- **What is expected**: Copy every record word for word. The images stay behind.

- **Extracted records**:
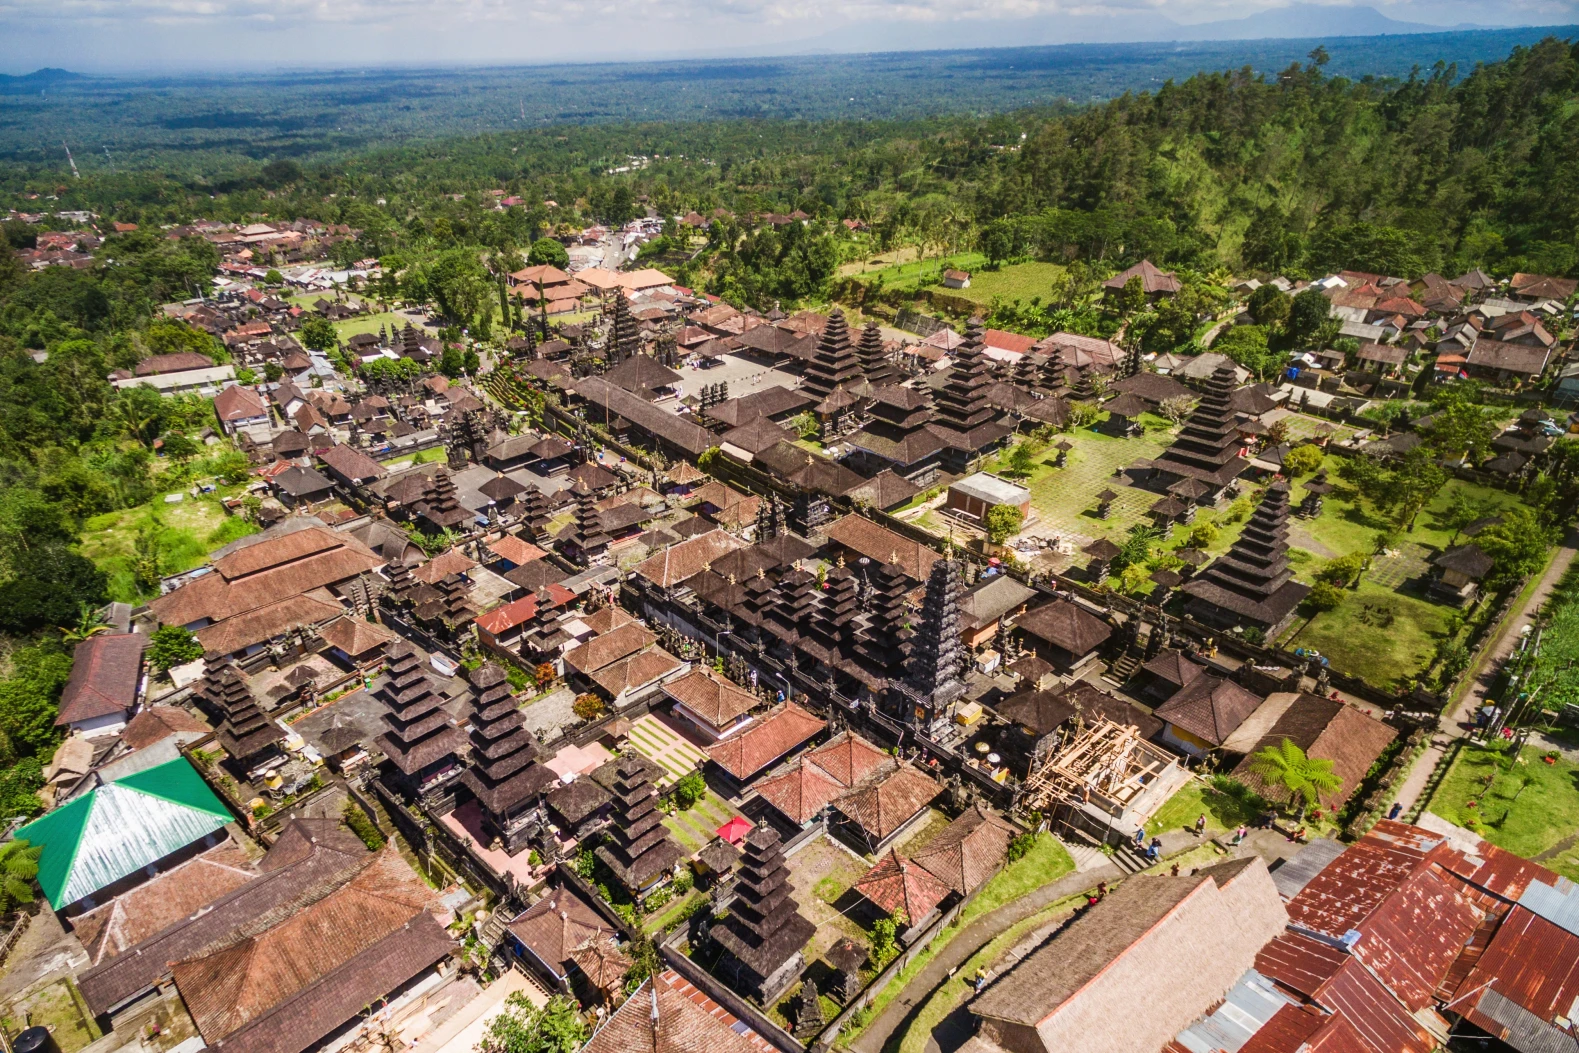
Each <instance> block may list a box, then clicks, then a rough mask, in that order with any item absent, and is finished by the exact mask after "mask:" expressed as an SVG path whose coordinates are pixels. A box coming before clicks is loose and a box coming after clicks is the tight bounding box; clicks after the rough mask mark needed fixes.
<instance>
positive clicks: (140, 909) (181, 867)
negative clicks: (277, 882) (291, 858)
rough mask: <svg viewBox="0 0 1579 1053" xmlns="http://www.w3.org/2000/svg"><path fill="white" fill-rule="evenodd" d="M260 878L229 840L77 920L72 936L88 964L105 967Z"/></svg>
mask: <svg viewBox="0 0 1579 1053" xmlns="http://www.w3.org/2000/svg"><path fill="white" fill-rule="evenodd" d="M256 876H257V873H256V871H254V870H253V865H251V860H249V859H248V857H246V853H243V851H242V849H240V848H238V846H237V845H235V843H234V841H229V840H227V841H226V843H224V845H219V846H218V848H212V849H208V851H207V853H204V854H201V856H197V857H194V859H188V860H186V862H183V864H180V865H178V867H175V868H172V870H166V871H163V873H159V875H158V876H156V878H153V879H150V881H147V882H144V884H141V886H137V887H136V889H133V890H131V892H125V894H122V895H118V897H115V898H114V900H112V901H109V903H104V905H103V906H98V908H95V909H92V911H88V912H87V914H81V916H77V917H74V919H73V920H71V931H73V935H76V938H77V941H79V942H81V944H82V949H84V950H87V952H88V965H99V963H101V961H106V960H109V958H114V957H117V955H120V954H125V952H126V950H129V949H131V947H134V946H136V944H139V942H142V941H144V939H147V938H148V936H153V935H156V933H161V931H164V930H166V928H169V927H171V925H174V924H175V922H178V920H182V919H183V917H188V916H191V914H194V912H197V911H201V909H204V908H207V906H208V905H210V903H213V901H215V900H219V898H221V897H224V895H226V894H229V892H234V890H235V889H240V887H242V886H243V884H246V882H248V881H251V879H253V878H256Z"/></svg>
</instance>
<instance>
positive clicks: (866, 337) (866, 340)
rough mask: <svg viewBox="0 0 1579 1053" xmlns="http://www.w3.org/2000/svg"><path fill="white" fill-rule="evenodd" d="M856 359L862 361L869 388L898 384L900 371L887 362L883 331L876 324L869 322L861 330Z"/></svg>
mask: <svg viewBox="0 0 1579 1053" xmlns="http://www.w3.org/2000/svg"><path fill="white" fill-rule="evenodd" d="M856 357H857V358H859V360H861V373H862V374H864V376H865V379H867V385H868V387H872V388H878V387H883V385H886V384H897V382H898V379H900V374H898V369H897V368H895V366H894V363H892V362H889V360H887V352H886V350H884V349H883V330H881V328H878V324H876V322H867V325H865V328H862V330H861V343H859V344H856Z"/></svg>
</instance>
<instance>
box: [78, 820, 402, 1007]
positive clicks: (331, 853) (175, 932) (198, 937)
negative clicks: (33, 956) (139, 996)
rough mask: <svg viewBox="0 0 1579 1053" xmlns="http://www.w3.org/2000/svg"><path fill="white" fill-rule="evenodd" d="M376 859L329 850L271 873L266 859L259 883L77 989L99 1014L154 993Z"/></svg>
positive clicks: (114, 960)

- **Written solution**:
Each <instance> block may list a box, then clicks, then a rough mask, in that order with any item absent, and is finished by the exact mask after "mask:" expressed as an SVG path whose coordinates are pixels. A box coming before clicks is loose and a box coming after clicks is the tight bounding box; clicks after the rough mask mark needed fixes.
<instance>
positive clicks: (140, 909) (181, 867)
negative clicks: (277, 882) (291, 858)
rough mask: <svg viewBox="0 0 1579 1053" xmlns="http://www.w3.org/2000/svg"><path fill="white" fill-rule="evenodd" d="M260 878L229 840L77 920L72 936L88 964L105 967Z"/></svg>
mask: <svg viewBox="0 0 1579 1053" xmlns="http://www.w3.org/2000/svg"><path fill="white" fill-rule="evenodd" d="M256 876H257V873H256V871H254V870H253V865H251V860H249V859H248V857H246V853H243V851H242V849H240V848H238V846H237V845H235V843H234V841H229V840H227V841H226V843H224V845H219V846H218V848H212V849H208V851H207V853H204V854H201V856H197V857H194V859H188V860H186V862H183V864H180V865H178V867H175V868H172V870H166V871H163V873H159V875H158V876H156V878H153V879H150V881H147V882H144V884H141V886H137V887H136V889H133V890H131V892H125V894H122V895H118V897H115V898H114V900H112V901H109V903H104V905H103V906H98V908H95V909H92V911H88V912H87V914H81V916H77V917H74V919H73V920H71V931H73V935H76V938H77V941H79V942H81V944H82V949H84V950H87V952H88V965H99V963H101V961H106V960H109V958H114V957H117V955H120V954H125V952H126V950H129V949H131V947H134V946H136V944H139V942H142V941H144V939H147V938H148V936H153V935H156V933H161V931H164V930H166V928H169V927H171V925H174V924H175V922H178V920H182V919H183V917H188V916H191V914H194V912H197V911H201V909H204V908H207V906H208V905H210V903H213V901H215V900H219V898H221V897H224V895H226V894H229V892H234V890H235V889H240V887H242V886H243V884H246V882H248V881H251V879H253V878H256Z"/></svg>
</instance>
<instance>
positive clicks: (866, 337) (866, 340)
rough mask: <svg viewBox="0 0 1579 1053" xmlns="http://www.w3.org/2000/svg"><path fill="white" fill-rule="evenodd" d="M856 359L862 361L869 388L898 384L900 371L887 362L883 331L876 324L869 322L861 330Z"/></svg>
mask: <svg viewBox="0 0 1579 1053" xmlns="http://www.w3.org/2000/svg"><path fill="white" fill-rule="evenodd" d="M856 357H857V358H859V360H861V373H862V374H864V376H865V379H867V385H868V387H872V388H878V387H883V385H886V384H897V382H898V379H900V374H898V369H897V368H895V366H894V363H892V362H889V360H887V352H886V350H884V349H883V330H881V328H878V324H876V322H867V325H865V328H862V330H861V343H859V344H856Z"/></svg>
</instance>
<instance>
box: [78, 820, 402, 1007]
positive clicks: (331, 853) (175, 932) (198, 937)
negative clicks: (33, 956) (139, 996)
rough mask: <svg viewBox="0 0 1579 1053" xmlns="http://www.w3.org/2000/svg"><path fill="white" fill-rule="evenodd" d="M376 859L329 850L271 873L266 859L259 883L77 989L99 1014L154 993Z"/></svg>
positive clicks: (114, 960)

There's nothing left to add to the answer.